[Items from a box labeling dataset]
--- --- ---
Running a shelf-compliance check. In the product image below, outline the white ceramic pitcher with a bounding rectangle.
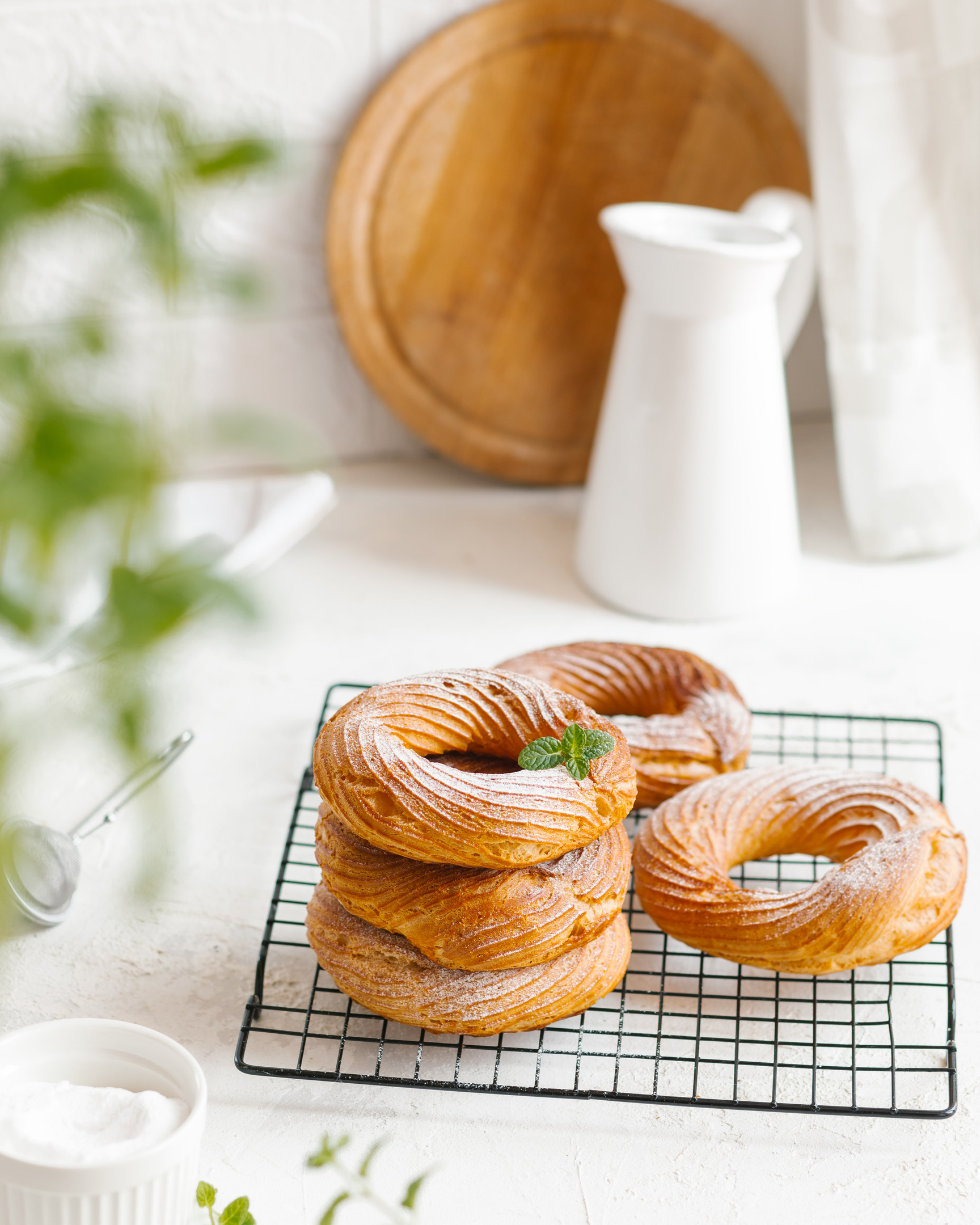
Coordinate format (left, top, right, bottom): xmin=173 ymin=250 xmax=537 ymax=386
xmin=577 ymin=189 xmax=816 ymax=620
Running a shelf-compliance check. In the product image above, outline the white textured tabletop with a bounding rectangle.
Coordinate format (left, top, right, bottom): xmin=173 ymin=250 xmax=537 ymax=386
xmin=0 ymin=421 xmax=980 ymax=1225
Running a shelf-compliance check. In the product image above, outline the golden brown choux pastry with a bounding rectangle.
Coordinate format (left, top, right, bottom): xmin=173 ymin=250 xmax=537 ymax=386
xmin=316 ymin=804 xmax=631 ymax=970
xmin=306 ymin=882 xmax=630 ymax=1036
xmin=633 ymin=766 xmax=966 ymax=974
xmin=497 ymin=642 xmax=752 ymax=807
xmin=314 ymin=669 xmax=636 ymax=867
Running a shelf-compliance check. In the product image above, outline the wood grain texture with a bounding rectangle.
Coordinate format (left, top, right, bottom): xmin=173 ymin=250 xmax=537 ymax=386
xmin=327 ymin=0 xmax=810 ymax=484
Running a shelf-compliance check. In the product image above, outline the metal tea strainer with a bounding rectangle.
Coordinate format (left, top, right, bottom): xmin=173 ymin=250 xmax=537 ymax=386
xmin=0 ymin=730 xmax=193 ymax=927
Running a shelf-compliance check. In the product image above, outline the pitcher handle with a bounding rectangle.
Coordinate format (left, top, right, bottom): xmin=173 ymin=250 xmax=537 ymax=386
xmin=740 ymin=187 xmax=817 ymax=358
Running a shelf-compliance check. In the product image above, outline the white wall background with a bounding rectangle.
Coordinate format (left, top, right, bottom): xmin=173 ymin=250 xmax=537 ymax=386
xmin=0 ymin=0 xmax=828 ymax=459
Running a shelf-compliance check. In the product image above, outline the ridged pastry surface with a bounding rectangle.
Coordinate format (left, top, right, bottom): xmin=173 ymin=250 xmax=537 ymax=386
xmin=633 ymin=766 xmax=966 ymax=974
xmin=499 ymin=642 xmax=752 ymax=806
xmin=314 ymin=669 xmax=636 ymax=867
xmin=316 ymin=804 xmax=631 ymax=970
xmin=306 ymin=883 xmax=630 ymax=1036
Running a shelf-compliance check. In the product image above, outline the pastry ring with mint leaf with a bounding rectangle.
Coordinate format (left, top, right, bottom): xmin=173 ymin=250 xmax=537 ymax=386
xmin=314 ymin=668 xmax=636 ymax=867
xmin=517 ymin=723 xmax=616 ymax=783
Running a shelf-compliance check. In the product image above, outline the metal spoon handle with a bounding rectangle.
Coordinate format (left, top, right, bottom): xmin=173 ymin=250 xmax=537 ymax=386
xmin=69 ymin=729 xmax=193 ymax=843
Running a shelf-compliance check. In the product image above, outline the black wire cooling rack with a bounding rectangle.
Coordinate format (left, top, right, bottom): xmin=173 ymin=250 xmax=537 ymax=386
xmin=235 ymin=683 xmax=957 ymax=1118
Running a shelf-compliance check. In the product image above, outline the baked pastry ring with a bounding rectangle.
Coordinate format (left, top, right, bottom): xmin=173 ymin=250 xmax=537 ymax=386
xmin=497 ymin=642 xmax=752 ymax=807
xmin=633 ymin=766 xmax=966 ymax=974
xmin=306 ymin=883 xmax=630 ymax=1036
xmin=316 ymin=804 xmax=631 ymax=970
xmin=314 ymin=669 xmax=636 ymax=867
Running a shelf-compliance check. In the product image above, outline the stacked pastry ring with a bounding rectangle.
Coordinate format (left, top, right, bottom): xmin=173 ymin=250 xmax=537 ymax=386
xmin=499 ymin=642 xmax=752 ymax=807
xmin=306 ymin=670 xmax=636 ymax=1035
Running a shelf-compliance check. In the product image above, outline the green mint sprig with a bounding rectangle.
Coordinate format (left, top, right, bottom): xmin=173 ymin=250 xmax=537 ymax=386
--- --- ---
Task brief -
Turn everything from the line containing "texture with a bounding rectangle." down to the line containing "xmin=740 ymin=187 xmax=817 ymax=358" into a JSON list of strings, one string per line with blank lines left out. Include both of those lines and nothing outside them.

Reply to the task -
[
  "Running a shelf-compliance check. In the product image above, outline the wood grain texture with a bounding rectangle.",
  "Coordinate format (left, top, right, bottom): xmin=173 ymin=250 xmax=537 ymax=386",
  "xmin=327 ymin=0 xmax=810 ymax=484",
  "Running a shelf-compliance check. In the product image above, outline the metal tea strainer with a bounding rectangle.",
  "Coordinate format (left, top, right, bottom): xmin=173 ymin=250 xmax=537 ymax=386",
  "xmin=0 ymin=730 xmax=193 ymax=927",
  "Running a shelf-compliance check. In the product image above, outline the pitcher handle with a bounding rectangle.",
  "Coordinate format (left, top, right, bottom): xmin=173 ymin=250 xmax=537 ymax=386",
  "xmin=740 ymin=187 xmax=817 ymax=358"
]